Skip to main content

Model management

EdgeModelKit provides model download, cache, and device-tier helpers.

Download a registered model

import EdgeInference
import EdgeModelKit

guard let config = ModelConfig.find(modelID: "qwen3.5-9b-4bit") else {
throw EdgeRuntimeError.modelNotFound("qwen3.5-9b-4bit")
}

try await HFDownloader.shared.download(config: config) { progress in
print("Download progress:", progress)
}

Load from cache

let cachedURL = ModelCache.shared.cachedURL(for: config)

let engine = LLMEngine()
try await engine.loadLocal(directory: cachedURL)

Check cache state

if ModelCache.shared.isCached(config) {
print("Cached at:", ModelCache.shared.cachedURL(for: config))
}

print("Model cache bytes:", ModelCache.shared.cacheSize(for: config))
print("Total cache bytes:", ModelCache.shared.totalCacheSize())

Evict models

try ModelCache.shared.evict(config)
try ModelCache.shared.evictAll()

Device tiers

ModelTierManager recommends a tier based on the current device.

import EdgeModelKit

let manager = ModelTierManager.shared
manager.refresh()

print(manager.currentTier)
print(manager.availableTiers)
print(manager.currentConfig)

Model categories

ModelCategory.detect(from:) reads config.json and selects an engine category.

let category = ModelCategory.detect(from: cachedURL)

switch category {
case .llm:
print("Use LLMEngine")
case .vlm:
print("Use VLMEngine")
case .tts:
print("Use TTSEngine")
case .stt:
print("Use STTEngine")
}

Loading strategy

SourceUse it when
Local pathYou already have a model bundle on disk.
Model cacheThe app downloaded a registered model.
Edge Studio exportYou optimized or prepared the model in Edge Studio.
App bundle or ODRThe app ships or downloads the model through iOS distribution.

(Stored data)
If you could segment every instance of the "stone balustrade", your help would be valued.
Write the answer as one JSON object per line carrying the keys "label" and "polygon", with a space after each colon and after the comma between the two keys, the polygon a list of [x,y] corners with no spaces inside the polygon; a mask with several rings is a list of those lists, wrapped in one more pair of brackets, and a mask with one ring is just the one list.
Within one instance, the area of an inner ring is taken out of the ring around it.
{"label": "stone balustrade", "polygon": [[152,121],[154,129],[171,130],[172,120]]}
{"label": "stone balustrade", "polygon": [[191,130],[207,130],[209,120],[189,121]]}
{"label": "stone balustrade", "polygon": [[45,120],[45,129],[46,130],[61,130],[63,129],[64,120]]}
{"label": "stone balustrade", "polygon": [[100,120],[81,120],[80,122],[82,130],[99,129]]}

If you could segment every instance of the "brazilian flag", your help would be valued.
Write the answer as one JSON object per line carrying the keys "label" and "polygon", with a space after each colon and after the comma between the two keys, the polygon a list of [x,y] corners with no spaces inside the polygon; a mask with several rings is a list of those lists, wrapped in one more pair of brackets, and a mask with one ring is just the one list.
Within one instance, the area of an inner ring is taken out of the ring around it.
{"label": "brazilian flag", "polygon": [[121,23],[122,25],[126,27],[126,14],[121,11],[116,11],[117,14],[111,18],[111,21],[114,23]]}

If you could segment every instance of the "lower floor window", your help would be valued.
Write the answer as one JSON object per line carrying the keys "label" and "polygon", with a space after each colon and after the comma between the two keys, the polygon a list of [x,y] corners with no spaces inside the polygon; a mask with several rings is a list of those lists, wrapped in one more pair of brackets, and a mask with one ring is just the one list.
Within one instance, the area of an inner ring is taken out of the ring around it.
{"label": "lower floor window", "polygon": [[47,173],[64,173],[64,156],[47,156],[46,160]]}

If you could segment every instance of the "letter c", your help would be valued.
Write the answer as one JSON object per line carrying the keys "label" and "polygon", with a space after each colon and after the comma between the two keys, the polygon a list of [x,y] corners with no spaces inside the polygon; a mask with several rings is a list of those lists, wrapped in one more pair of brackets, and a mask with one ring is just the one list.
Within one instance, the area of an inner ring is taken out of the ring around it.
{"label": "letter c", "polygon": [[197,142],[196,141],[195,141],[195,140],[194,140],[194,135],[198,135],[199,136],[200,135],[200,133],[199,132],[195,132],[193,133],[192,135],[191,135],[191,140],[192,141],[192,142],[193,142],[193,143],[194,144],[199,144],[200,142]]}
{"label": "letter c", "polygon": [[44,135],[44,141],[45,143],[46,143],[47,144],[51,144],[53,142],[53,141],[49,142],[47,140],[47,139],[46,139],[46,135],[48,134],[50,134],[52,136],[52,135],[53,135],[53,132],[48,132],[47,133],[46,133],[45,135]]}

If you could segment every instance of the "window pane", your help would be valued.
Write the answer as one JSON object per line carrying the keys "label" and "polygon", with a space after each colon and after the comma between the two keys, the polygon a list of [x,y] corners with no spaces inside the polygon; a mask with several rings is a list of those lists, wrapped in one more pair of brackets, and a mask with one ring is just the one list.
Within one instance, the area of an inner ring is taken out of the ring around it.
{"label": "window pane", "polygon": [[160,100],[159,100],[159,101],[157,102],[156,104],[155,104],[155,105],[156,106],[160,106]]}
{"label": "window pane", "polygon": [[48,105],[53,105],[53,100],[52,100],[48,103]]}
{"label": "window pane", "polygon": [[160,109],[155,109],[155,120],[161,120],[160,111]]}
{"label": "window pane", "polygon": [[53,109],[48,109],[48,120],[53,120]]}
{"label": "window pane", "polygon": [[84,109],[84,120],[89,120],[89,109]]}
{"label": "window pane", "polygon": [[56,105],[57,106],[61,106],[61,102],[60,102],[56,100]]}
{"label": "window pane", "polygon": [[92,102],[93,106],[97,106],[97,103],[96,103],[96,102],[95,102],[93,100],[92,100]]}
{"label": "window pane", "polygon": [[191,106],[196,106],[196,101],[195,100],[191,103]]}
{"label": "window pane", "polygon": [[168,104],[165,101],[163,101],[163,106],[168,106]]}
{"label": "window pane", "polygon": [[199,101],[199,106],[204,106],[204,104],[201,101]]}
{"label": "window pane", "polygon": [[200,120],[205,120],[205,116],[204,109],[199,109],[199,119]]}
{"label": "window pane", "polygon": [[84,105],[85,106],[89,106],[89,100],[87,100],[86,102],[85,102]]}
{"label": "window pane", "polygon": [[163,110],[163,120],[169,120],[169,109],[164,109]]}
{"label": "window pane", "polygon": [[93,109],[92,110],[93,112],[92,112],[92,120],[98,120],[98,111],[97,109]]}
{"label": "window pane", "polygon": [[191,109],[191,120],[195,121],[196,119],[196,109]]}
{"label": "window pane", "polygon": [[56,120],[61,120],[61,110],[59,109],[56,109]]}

Required action: Reproduce the passage of the model management page from "Device tiers" to "print(manager.availableTiers)" word for word.

Response area:
Device tiers

ModelTierManager recommends a tier based on the current device.

import EdgeModelKit

let manager = ModelTierManager.shared
manager.refresh()

print(manager.currentTier)
print(manager.availableTiers)